| Excerpted text |
Content starts
I write this article bunkered down in a Melbourne hotel room, clutching tightly to my beloved Kyle Hartigan doll as I dream of being back in Adelaide, where Alex Rance is once again just a name mentioned just before the words ‘is not as good as Talia’. Where Cyril Rioli is the poor man’s Eddie Betts and where accusations of Mark Ricciuto’s bias from Victorian television viewers are drowned out by the similar criticisms Adelaide viewers can level at Every. Other. Commentator.
Speaking of biased commentary, here’s round 10.
GEELONG (11.15.81) DEFEATED PORT ADELAIDE (11.13.79) BY 2 POINTS
Geelong were celebrating their 2007 premiership’s 10th anniversary at their revamped Simonds Stadium on Thursday night as their Grand Final opponents, Port Adelaide, came within a kick of spoiling the party. The party wouldn’t have been spoiled for Steve Johnson, however, who was having a beer with the boys because he was out 'injured' this week (aka couldn't give a fuck). He cares not for protocol nowadays.
Port Adelaide famously lost this game after an unusual circumstance in which the 30-second rule was enforced while Charlie Dixon was lining up for a crucial goal. I’m not talking about the rule where something is still safe to ingest if its picked up from the ground quickly enough, like oranges at half-time for the players, or a party pie off the ground for Stevie J, or cocaine off the ground for Matthew Stokes.
Geelong dominated possession with 385-313 touches, and won the inside-50 count 58-44. Geelong led the inside-50s 18-8 at quarter time but inaccurate kicking kept the Power in front at the first break. Geelong led for the majority of the match but with Port leading in the final minutes a goal from Patrick Dangerfield snatched the lead back for a final time.
Content ends
| Data extract |
Content starts
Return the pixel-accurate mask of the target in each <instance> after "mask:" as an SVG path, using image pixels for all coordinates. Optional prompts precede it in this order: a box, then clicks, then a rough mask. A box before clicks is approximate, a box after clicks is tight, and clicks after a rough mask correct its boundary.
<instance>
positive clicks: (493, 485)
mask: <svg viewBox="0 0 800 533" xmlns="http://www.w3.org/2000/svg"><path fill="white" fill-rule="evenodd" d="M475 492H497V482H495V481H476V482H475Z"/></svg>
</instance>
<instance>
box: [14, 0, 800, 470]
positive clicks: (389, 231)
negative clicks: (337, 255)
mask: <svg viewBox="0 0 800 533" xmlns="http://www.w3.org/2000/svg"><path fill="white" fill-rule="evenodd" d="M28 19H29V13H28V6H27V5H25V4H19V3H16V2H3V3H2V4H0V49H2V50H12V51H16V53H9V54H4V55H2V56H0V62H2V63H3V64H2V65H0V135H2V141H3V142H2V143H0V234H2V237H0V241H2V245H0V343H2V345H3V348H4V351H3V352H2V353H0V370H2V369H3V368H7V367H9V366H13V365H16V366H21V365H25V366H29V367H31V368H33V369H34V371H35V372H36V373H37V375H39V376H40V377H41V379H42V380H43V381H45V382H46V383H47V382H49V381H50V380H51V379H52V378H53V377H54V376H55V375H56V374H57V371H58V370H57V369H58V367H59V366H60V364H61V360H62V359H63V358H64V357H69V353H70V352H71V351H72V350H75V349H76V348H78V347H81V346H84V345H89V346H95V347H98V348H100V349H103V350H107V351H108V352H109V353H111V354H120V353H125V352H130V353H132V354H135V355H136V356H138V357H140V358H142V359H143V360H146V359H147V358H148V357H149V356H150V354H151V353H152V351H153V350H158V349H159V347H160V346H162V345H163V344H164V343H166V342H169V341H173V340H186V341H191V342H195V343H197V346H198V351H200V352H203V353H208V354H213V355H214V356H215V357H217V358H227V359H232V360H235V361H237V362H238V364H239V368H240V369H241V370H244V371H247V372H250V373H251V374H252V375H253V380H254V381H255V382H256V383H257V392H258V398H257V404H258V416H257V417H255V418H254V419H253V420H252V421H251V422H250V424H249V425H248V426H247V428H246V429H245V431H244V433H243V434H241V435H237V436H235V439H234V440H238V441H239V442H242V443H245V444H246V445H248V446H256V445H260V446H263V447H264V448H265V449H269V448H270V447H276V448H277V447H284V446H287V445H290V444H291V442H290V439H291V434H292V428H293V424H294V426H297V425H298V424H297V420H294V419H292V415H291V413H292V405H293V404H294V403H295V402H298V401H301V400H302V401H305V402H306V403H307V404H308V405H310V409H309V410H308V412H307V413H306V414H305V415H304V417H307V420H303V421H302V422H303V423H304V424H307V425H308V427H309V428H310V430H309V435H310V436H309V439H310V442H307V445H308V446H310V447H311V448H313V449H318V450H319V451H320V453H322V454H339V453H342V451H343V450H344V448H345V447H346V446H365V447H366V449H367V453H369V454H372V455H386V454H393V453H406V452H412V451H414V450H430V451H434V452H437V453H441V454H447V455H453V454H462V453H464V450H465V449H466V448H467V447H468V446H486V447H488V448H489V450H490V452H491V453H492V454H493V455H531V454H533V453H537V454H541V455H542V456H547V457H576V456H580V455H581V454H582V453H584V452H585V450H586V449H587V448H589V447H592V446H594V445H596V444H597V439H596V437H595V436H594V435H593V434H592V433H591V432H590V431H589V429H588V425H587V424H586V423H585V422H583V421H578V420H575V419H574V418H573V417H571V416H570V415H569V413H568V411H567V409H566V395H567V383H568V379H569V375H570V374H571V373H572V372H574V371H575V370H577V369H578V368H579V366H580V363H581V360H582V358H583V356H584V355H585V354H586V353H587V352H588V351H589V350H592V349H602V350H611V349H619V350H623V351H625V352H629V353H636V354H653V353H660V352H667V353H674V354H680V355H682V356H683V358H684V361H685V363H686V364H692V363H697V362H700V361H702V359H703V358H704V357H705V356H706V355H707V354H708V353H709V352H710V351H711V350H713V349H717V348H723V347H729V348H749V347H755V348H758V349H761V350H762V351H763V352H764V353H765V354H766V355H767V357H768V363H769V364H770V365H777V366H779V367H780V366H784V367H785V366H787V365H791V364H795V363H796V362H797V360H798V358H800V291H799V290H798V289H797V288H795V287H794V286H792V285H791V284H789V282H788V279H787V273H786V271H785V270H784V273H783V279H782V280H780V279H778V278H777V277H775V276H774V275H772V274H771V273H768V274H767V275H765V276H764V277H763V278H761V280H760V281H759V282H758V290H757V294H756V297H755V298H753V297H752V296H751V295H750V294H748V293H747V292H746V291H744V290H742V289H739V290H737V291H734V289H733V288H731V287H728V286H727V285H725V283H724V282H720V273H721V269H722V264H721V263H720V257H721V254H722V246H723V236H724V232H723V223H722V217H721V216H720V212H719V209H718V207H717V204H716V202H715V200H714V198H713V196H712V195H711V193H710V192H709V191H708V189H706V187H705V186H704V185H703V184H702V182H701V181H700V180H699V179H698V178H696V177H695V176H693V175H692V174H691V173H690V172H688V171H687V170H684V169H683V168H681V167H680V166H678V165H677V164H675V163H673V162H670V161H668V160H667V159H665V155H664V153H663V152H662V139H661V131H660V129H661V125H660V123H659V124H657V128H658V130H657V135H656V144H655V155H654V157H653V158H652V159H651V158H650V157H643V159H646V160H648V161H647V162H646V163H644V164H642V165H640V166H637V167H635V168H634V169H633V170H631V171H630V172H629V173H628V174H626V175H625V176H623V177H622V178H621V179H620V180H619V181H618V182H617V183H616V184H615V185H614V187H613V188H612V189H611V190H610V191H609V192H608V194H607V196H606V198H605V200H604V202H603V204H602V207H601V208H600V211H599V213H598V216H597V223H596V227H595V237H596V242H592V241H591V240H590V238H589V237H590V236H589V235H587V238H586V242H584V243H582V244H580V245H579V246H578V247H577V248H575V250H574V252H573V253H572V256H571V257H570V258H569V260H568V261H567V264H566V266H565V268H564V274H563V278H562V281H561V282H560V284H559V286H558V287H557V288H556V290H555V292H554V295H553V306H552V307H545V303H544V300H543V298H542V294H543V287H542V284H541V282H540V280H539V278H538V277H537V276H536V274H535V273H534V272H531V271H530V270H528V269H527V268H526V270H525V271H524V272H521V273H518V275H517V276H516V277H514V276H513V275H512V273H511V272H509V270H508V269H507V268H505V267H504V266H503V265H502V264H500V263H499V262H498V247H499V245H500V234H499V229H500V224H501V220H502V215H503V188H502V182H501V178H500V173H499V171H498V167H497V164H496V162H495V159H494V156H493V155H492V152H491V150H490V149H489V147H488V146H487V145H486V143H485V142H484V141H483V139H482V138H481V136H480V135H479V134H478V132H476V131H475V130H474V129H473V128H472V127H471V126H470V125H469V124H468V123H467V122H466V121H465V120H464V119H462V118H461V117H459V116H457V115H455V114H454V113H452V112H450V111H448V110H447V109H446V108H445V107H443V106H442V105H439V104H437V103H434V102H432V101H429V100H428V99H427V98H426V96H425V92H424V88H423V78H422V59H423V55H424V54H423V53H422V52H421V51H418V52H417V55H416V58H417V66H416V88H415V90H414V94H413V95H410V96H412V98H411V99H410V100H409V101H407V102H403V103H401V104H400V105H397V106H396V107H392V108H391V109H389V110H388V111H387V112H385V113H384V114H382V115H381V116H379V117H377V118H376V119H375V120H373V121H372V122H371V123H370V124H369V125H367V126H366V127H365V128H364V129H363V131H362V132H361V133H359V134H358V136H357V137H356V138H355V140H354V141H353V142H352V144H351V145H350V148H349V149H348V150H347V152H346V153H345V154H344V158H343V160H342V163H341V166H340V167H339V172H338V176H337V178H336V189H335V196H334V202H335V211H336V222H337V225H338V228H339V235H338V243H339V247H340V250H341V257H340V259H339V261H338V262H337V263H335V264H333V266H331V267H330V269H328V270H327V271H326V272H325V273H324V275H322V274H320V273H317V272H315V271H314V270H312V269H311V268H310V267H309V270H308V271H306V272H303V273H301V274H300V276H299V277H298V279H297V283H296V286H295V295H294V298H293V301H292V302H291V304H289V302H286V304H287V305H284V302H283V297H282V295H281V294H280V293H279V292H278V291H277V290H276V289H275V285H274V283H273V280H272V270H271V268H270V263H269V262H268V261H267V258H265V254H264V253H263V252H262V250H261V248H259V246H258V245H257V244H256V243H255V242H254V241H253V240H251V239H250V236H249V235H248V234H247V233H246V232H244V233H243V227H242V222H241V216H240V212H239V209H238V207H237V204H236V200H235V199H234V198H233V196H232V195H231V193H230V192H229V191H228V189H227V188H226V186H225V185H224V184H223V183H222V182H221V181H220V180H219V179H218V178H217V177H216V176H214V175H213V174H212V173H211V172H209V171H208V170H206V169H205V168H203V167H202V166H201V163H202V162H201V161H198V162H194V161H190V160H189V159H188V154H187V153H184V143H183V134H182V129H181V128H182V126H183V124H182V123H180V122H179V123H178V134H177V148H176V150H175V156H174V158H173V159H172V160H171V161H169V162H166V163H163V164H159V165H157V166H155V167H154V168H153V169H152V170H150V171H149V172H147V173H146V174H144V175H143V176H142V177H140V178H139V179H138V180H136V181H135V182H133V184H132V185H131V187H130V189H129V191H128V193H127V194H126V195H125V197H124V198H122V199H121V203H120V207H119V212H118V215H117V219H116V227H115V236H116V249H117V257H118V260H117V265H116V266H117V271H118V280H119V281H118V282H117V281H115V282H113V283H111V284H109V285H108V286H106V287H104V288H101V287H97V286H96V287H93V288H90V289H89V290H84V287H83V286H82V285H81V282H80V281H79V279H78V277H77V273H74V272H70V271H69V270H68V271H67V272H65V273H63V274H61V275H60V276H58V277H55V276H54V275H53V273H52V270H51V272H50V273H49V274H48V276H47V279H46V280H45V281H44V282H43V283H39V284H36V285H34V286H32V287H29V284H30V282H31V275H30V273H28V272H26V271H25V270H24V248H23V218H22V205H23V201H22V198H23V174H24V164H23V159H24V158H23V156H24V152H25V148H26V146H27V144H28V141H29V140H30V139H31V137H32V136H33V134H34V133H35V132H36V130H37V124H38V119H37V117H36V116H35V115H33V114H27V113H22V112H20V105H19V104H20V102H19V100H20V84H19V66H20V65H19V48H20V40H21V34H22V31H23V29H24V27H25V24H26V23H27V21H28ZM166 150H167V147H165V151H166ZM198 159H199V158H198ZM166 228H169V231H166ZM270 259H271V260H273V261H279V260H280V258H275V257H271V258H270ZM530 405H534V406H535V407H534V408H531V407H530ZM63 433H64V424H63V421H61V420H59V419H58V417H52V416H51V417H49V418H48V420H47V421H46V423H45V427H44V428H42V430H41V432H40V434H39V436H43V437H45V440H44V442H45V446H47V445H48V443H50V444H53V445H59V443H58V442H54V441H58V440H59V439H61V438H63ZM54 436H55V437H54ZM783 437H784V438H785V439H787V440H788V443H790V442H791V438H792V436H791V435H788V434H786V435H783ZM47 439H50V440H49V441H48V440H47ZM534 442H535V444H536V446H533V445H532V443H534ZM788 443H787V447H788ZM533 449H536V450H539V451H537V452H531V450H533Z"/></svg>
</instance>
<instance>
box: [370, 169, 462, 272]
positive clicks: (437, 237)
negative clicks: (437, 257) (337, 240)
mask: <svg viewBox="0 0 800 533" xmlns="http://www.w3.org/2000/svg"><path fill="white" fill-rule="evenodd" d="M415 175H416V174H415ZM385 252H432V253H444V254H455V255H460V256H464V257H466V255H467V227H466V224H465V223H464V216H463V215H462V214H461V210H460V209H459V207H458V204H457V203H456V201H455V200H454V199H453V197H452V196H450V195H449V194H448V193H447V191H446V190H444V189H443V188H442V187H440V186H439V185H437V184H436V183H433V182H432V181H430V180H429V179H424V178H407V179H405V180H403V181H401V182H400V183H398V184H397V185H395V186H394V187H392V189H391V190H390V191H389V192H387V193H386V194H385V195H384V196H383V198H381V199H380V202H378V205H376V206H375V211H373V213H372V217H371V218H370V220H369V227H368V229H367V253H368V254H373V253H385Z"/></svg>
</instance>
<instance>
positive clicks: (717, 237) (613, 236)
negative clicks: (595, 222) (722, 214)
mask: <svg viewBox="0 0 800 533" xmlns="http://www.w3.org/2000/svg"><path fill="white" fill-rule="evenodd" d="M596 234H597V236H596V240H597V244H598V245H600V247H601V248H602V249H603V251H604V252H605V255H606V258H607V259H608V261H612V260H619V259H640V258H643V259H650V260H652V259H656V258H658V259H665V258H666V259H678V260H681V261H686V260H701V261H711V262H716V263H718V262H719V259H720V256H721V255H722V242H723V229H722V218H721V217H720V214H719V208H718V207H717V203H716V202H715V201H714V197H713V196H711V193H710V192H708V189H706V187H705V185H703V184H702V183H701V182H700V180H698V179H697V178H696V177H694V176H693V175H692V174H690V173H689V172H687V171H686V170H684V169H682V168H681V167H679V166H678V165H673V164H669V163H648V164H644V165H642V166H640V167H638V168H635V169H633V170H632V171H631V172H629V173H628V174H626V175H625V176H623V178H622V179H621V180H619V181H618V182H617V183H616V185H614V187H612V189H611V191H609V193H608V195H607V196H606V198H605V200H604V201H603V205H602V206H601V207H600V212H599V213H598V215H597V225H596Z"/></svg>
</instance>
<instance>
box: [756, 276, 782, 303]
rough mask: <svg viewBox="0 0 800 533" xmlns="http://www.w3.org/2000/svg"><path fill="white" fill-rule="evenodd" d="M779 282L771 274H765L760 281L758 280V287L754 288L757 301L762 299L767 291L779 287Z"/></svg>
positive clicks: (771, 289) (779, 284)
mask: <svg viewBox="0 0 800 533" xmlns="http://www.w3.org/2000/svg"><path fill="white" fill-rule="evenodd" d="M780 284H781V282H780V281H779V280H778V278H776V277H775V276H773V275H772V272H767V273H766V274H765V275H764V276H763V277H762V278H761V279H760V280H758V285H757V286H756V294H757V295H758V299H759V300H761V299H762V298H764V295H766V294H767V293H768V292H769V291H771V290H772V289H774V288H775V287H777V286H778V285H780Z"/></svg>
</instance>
Content ends
| Activities |
A: In the football recap, whose goal put Geelong back in front for the final time?
B: Repeat the football recap from "Geelong dominated possession" up to and including "a final time.", swapping "inaccurate" for "wayward".

| Your responses |
A: Patrick Dangerfield

B:
Geelong dominated possession with 385-313 touches, and won the inside-50 count 58-44. Geelong led the inside-50s 18-8 at quarter time but wayward kicking kept the Power in front at the first break. Geelong led for the majority of the match but with Port leading in the final minutes a goal from Patrick Dangerfield snatched the lead back for a final time.